__Исходный отрывок__.
Несмотря на мой энтузиазм в работе в сфере психического здоровья, я не мог всем помочь. Я столкнулся с несколькими очень грустными историями и часто сочувствовал пациентам. Я видел людей, жизни которых рухнули из-за психического расстройства. Они стали изгоями в собственных семьях. Родные не понимали, что именно произошло с их близкими. Родители, оказывая заботу, просто не знали, как правильно вести себя в подобных случаях. Их любимые дети стали совершенно другими, занимались совершенно идиотскими вещами. Они делали всё, чтобы попасть в беду. Тяжело было видеть, как болезнь ломала людей. Я действительно хотел что-то изменить, хотел помочь.
Конечно, это было нелегко, но каким-то образом я смог представить себя на их месте. Возможно, моя собственная борьба с одержимым поведением и булимией в старшей школе позволила мне проявить участие. Я знал, что такое отличаться от других и быть изгоем. То, через что я прошёл в старшей школе, было вроде психической болезни. Мне очень хотелось помочь всем.

(Сохранённые записи данных)
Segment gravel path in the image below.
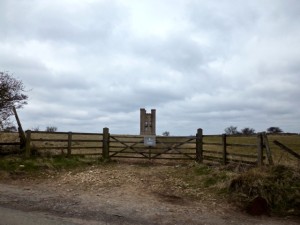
[0,163,300,225]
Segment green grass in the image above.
[0,156,102,174]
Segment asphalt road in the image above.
[0,206,102,225]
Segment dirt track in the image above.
[0,163,299,225]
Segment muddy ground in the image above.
[0,162,300,225]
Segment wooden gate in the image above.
[109,135,196,160]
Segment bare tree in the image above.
[0,72,28,130]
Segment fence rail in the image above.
[18,128,276,165]
[4,128,300,165]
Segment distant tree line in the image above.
[224,126,283,135]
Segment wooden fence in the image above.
[18,128,273,165]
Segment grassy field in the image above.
[0,132,300,167]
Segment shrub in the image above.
[229,165,300,215]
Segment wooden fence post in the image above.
[25,130,31,158]
[196,128,203,163]
[222,134,227,165]
[67,132,72,157]
[102,127,109,159]
[257,133,264,166]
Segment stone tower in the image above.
[140,108,156,135]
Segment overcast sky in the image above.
[0,0,300,135]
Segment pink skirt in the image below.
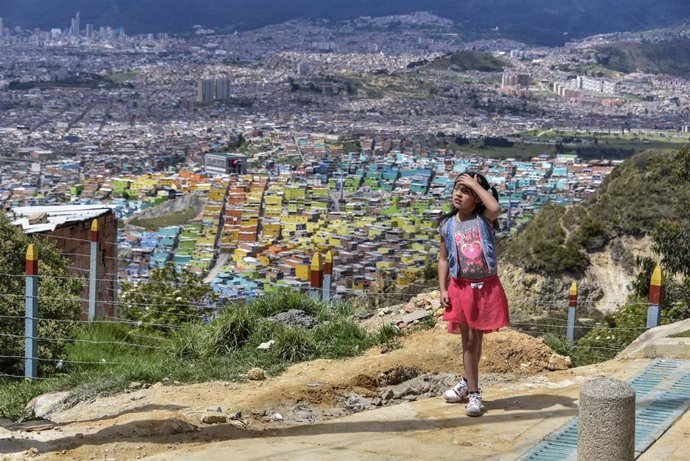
[443,275,510,334]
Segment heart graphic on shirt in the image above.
[460,242,482,259]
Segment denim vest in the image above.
[441,215,497,279]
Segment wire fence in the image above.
[0,232,668,379]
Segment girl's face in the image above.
[452,183,480,211]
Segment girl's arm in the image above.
[458,174,501,222]
[438,237,450,308]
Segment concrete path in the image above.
[141,359,672,461]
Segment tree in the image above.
[0,213,83,376]
[120,263,218,330]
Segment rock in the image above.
[247,367,266,381]
[201,415,228,424]
[402,309,427,323]
[547,352,573,371]
[25,391,70,418]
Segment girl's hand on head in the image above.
[458,173,481,188]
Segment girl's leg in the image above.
[460,324,484,392]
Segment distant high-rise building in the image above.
[501,72,532,88]
[297,61,311,75]
[196,78,231,103]
[70,11,81,37]
[204,153,247,174]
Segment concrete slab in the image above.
[146,359,649,461]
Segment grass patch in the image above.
[0,290,388,420]
[130,208,199,230]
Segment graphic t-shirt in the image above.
[449,216,493,279]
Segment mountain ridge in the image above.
[0,0,690,45]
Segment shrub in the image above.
[120,263,218,331]
[249,289,323,317]
[272,328,318,363]
[210,306,257,352]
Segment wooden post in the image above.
[323,250,333,301]
[647,265,664,329]
[309,252,323,299]
[24,243,38,381]
[566,282,577,343]
[89,218,99,321]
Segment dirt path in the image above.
[0,323,564,460]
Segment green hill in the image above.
[426,51,510,72]
[501,147,690,275]
[597,38,690,78]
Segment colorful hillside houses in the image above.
[106,133,614,299]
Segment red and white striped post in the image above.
[309,252,323,300]
[24,243,38,381]
[647,265,664,329]
[323,250,333,301]
[566,282,577,343]
[89,218,99,321]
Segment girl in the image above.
[438,171,509,416]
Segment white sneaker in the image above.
[443,379,469,403]
[465,392,483,416]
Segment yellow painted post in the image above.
[89,218,99,321]
[323,250,333,301]
[309,252,323,299]
[24,243,38,381]
[647,265,664,329]
[566,282,577,343]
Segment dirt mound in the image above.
[6,323,564,459]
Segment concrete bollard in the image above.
[577,378,635,461]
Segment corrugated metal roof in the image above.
[10,205,113,234]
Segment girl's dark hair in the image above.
[438,171,500,230]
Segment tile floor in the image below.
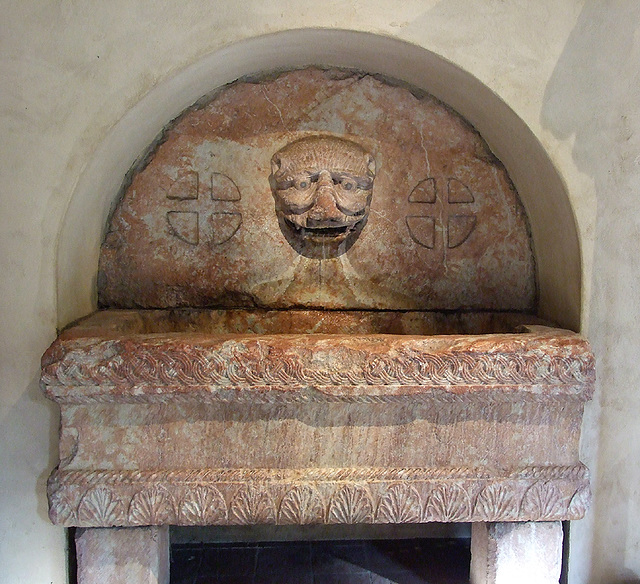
[171,539,471,584]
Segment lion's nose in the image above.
[309,185,342,227]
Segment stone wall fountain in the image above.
[42,68,594,583]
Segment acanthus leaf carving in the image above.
[129,487,176,525]
[78,487,125,527]
[179,485,227,525]
[475,484,518,521]
[229,485,276,525]
[279,485,324,525]
[377,484,422,523]
[327,485,373,524]
[423,484,471,522]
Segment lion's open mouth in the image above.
[286,219,360,241]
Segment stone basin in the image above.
[42,310,594,527]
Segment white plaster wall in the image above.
[0,0,640,584]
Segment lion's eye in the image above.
[295,176,313,191]
[340,178,358,191]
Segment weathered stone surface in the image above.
[42,311,594,526]
[99,69,535,312]
[471,521,562,584]
[76,527,169,584]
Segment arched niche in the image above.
[57,29,581,329]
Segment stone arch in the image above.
[57,29,581,329]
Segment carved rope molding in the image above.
[42,330,594,399]
[49,465,591,527]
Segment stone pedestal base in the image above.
[471,521,562,584]
[76,527,169,584]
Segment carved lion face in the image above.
[269,136,376,251]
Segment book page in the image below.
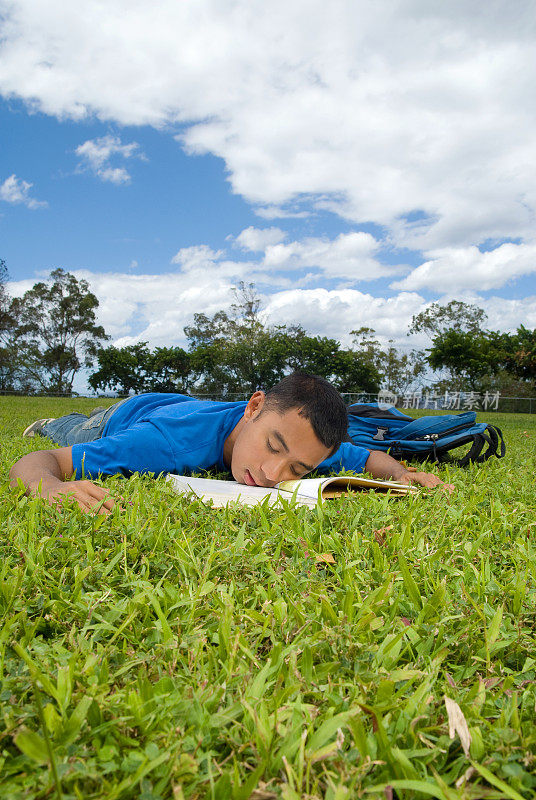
[167,475,316,508]
[277,475,419,500]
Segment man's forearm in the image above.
[9,450,72,494]
[365,450,408,480]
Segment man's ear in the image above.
[244,390,266,420]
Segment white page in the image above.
[168,475,318,508]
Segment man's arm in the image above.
[365,450,454,492]
[317,442,454,492]
[9,447,114,514]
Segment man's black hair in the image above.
[265,372,348,453]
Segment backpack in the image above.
[347,403,506,467]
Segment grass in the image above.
[0,398,536,800]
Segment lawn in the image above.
[0,398,536,800]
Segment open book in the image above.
[168,475,419,508]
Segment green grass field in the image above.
[0,398,536,800]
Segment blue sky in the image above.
[0,0,536,378]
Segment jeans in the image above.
[38,397,129,447]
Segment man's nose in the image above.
[262,458,285,483]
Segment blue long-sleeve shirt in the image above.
[72,393,370,478]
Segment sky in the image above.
[0,0,536,390]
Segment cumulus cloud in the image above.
[392,243,536,292]
[0,174,48,210]
[8,258,536,360]
[0,0,536,250]
[235,225,287,253]
[264,232,399,281]
[75,135,145,185]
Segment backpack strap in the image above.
[433,425,506,467]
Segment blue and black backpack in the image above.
[348,403,506,467]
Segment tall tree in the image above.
[88,342,190,394]
[10,269,109,394]
[408,300,488,339]
[504,325,536,383]
[0,258,20,391]
[427,328,504,391]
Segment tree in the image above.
[504,325,536,382]
[380,340,426,394]
[88,342,190,394]
[427,328,504,391]
[0,258,21,391]
[408,300,488,339]
[10,269,109,394]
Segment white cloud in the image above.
[264,232,400,282]
[0,174,48,210]
[392,243,536,293]
[171,244,223,270]
[0,0,536,250]
[235,226,287,253]
[75,135,145,185]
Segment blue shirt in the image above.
[72,393,370,478]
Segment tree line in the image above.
[0,260,536,398]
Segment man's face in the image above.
[231,392,331,486]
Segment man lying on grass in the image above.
[10,373,450,514]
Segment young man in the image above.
[10,373,450,513]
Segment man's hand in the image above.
[9,447,119,514]
[41,481,115,515]
[397,472,454,494]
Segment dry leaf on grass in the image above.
[315,553,335,564]
[374,525,393,545]
[444,695,471,758]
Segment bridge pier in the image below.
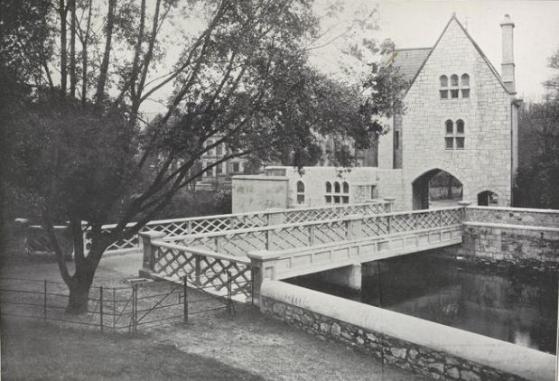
[315,263,362,291]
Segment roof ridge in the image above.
[394,46,433,52]
[404,13,516,97]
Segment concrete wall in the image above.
[231,176,289,213]
[466,206,559,228]
[232,166,380,213]
[260,281,556,381]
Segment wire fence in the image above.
[0,277,247,332]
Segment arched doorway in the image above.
[412,168,462,209]
[477,191,499,206]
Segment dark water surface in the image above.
[289,253,558,354]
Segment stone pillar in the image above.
[501,15,516,93]
[316,263,361,291]
[266,208,285,226]
[458,200,472,221]
[384,197,396,213]
[247,250,279,305]
[140,231,165,276]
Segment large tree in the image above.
[0,0,400,312]
[515,50,559,209]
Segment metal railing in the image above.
[0,277,235,332]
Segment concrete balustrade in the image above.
[260,280,556,381]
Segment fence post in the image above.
[182,275,188,324]
[132,284,138,333]
[458,201,472,222]
[99,286,103,332]
[227,270,235,315]
[346,214,364,240]
[215,236,221,253]
[309,225,316,246]
[140,231,165,276]
[43,279,47,321]
[384,197,396,213]
[113,287,116,333]
[195,254,202,286]
[247,250,279,304]
[264,229,272,250]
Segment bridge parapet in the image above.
[465,206,559,228]
[96,199,394,253]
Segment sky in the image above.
[312,0,559,101]
[142,0,559,118]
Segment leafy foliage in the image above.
[516,101,559,209]
[0,0,406,311]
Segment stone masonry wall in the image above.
[466,207,559,228]
[260,297,524,381]
[390,19,512,209]
[441,225,559,271]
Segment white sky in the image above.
[142,0,559,115]
[312,0,559,101]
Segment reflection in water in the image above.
[290,253,557,353]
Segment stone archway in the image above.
[477,190,499,206]
[412,168,463,209]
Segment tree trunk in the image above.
[66,266,95,314]
[66,277,93,315]
[58,0,68,94]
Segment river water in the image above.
[289,253,558,354]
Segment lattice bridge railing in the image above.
[97,200,391,253]
[163,207,464,258]
[151,241,252,302]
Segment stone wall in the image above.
[261,298,523,381]
[374,19,515,209]
[260,281,555,381]
[441,207,559,271]
[466,206,559,228]
[231,176,289,213]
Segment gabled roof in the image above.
[393,13,516,96]
[390,48,432,82]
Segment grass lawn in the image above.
[1,321,262,380]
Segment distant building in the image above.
[196,136,247,189]
[233,15,520,212]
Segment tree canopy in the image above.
[0,0,402,311]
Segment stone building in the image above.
[233,15,520,212]
[379,15,519,209]
[196,136,248,190]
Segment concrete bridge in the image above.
[138,200,464,300]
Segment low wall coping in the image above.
[261,280,556,381]
[467,205,559,215]
[463,221,559,233]
[231,175,289,181]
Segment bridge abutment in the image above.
[316,263,362,291]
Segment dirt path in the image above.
[0,249,425,381]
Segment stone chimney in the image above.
[501,14,516,93]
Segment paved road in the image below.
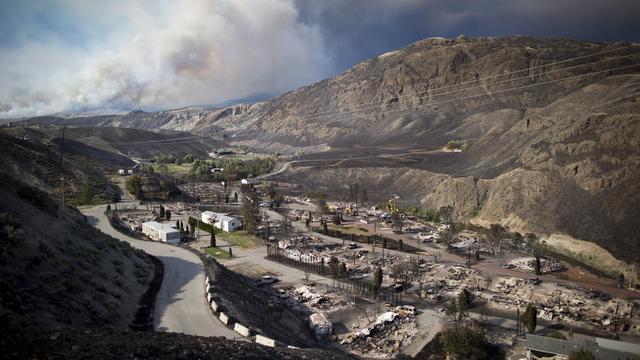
[82,205,237,339]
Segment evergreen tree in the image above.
[339,262,347,277]
[522,304,538,334]
[371,266,382,294]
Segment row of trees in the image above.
[153,154,196,165]
[189,157,276,181]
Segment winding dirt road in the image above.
[82,205,237,339]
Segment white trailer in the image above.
[142,221,180,244]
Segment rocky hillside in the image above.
[0,329,357,360]
[32,37,640,277]
[0,177,154,348]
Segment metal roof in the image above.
[142,221,178,234]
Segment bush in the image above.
[447,140,464,150]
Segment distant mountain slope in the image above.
[42,126,228,159]
[30,36,640,278]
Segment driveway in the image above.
[82,205,238,339]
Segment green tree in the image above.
[389,258,420,293]
[391,211,404,230]
[313,192,327,214]
[489,224,507,252]
[371,265,382,295]
[438,205,454,225]
[78,183,95,204]
[338,262,348,277]
[182,154,195,164]
[568,348,596,360]
[328,256,340,276]
[524,233,538,255]
[445,289,473,323]
[522,304,538,334]
[240,184,260,234]
[439,325,489,360]
[125,174,142,199]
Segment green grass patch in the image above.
[153,164,191,173]
[204,246,229,259]
[216,229,258,249]
[329,224,369,235]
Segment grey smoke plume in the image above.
[0,0,331,117]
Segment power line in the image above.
[292,52,640,120]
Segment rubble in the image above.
[340,309,418,358]
[503,256,563,273]
[309,313,333,338]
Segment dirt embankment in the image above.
[0,179,154,346]
[194,251,332,348]
[0,329,357,360]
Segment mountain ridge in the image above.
[25,36,640,277]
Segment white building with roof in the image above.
[142,221,180,244]
[201,211,242,232]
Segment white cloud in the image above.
[0,0,331,117]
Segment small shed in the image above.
[201,211,242,232]
[142,221,180,244]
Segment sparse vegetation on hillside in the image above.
[189,157,276,181]
[447,140,465,150]
[0,175,154,342]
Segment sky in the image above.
[0,0,640,118]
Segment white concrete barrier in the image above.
[256,335,276,347]
[220,313,231,325]
[233,323,251,337]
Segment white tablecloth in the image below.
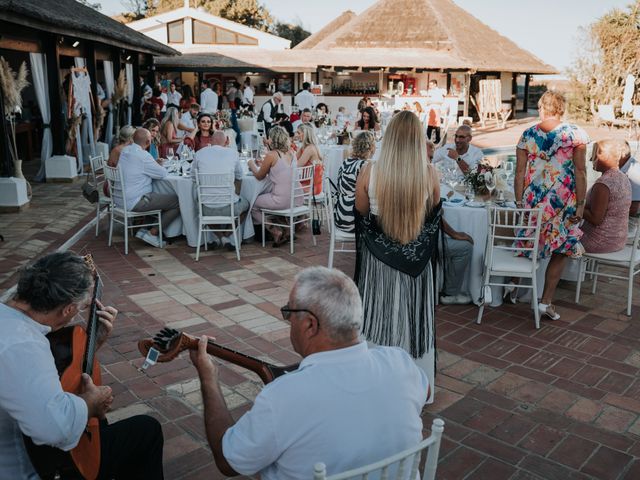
[152,175,198,247]
[240,175,272,240]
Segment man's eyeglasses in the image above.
[280,303,315,321]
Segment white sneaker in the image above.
[136,231,164,248]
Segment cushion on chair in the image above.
[491,248,533,273]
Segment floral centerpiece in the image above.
[0,57,31,188]
[464,161,493,195]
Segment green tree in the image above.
[273,22,311,48]
[567,0,640,119]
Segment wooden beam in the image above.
[44,34,66,155]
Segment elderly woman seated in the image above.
[580,140,631,253]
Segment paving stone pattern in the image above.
[0,185,640,480]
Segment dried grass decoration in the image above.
[0,57,31,182]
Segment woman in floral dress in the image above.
[512,91,589,320]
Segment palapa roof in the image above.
[293,0,557,74]
[0,0,179,55]
[295,10,357,49]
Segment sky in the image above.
[100,0,631,71]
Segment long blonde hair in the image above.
[373,111,436,244]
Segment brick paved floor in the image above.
[0,181,640,480]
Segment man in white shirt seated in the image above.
[114,128,180,248]
[619,141,640,233]
[292,108,316,132]
[0,251,163,480]
[200,80,218,114]
[191,130,249,250]
[294,82,316,111]
[178,103,200,138]
[433,125,482,175]
[191,267,429,480]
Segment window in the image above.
[193,20,258,45]
[193,20,216,44]
[167,20,184,43]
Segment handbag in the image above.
[82,175,100,203]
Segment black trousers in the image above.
[98,415,164,480]
[427,125,440,143]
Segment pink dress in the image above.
[251,152,302,223]
[581,168,631,253]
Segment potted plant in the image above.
[0,57,31,192]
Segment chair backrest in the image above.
[291,165,313,208]
[485,207,542,271]
[89,154,104,185]
[195,172,235,217]
[313,418,444,480]
[103,165,129,212]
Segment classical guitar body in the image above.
[24,325,102,480]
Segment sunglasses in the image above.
[280,303,315,321]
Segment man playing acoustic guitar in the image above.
[190,267,429,480]
[0,252,163,480]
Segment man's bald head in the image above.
[133,128,151,148]
[211,130,227,147]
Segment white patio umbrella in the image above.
[620,74,636,114]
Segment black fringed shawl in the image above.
[354,203,442,358]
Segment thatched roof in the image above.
[295,10,357,49]
[294,0,557,74]
[0,0,179,55]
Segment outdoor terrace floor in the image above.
[0,171,640,480]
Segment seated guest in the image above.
[142,118,160,162]
[114,128,180,248]
[355,107,380,132]
[0,251,163,480]
[178,103,200,138]
[440,218,473,305]
[107,125,136,167]
[580,140,631,253]
[333,132,376,233]
[293,108,313,131]
[433,125,482,175]
[160,107,182,158]
[191,130,249,247]
[619,141,640,232]
[248,127,302,247]
[183,113,215,152]
[190,267,429,480]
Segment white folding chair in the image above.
[196,172,241,262]
[313,418,444,480]
[476,207,542,328]
[104,165,163,255]
[324,178,356,268]
[260,164,316,255]
[576,220,640,316]
[89,154,111,237]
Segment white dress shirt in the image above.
[295,90,316,112]
[200,88,218,113]
[191,145,244,208]
[0,304,88,480]
[620,157,640,202]
[433,143,482,170]
[222,342,428,480]
[113,143,167,210]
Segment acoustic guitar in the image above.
[138,328,299,385]
[24,255,102,480]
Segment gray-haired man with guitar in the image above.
[190,267,429,480]
[0,252,163,480]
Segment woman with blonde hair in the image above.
[160,107,182,158]
[355,111,441,403]
[505,90,589,320]
[248,126,302,247]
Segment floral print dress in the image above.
[516,123,589,258]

__Инструкции к заданиям__.
(1) Объясните в одном–трёх предложениях, чем в отрывке о работе в сфере психического здоровья объясняется способность представить себя на месте пациентов.
(2) Продолжите отрывок о работе в сфере психического здоровья после его последнего предложения.
Строки для выполнения заданий не нужны.

__Ответы к заданиям__.
(1) В отрывке предполагается, что участие помогла проявить собственная борьба с одержимым поведением и булимией в старшей школе. Благодаря этому опыту было известно, что значит отличаться от других и быть изгоем.

(2)
Я всегда принимал во внимание их пожелания. Был один пациент, который получал небольшие выплаты по страховке с работы, поэтому я пошёл и купил ему компьютер. Никто не верил, что я это сделал. Этот парень не принимал лекарства регулярно, и все на него уже давно махнули рукой, считая, что он не сможет пользоваться компьютером или даже понять, что за штука перед ним. Но они недооценивали его. Может, он и был болен, но при этом умён. Он работал в магазине по продаже велосипедов, а до этого механиком. У него имелась семья. И он любил свой компьютер. Он снова почувствовать себя человеком.
В то время у меня был абонемент в спортзале в центре города, и я записал туда двух парней. Я подумал, что возможно, занятия пойдут им на пользу. Они могли бы научиться жить в режиме, контролировать свою жизнь и что-то в ней изменить. У них могла появиться хоть какая-то надежда на будущее.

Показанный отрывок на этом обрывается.